[Object location annotation data]
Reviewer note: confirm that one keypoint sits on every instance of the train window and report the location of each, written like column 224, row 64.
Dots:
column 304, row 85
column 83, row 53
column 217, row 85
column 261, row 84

# THE REQUEST
Lay out the lines above as a Markdown table with the columns Row and Line, giving each line its number and omitting any blank lines.

# SOLUTION FOR THIS EXERCISE
| Row | Line |
|---|---|
| 1 | Reviewer note: confirm that one keypoint sits on every instance of the train window and report the location of each, written like column 224, row 64. |
| 2 | Dots: |
| 3 | column 304, row 85 |
| 4 | column 83, row 53 |
| 5 | column 217, row 85 |
| 6 | column 261, row 84 |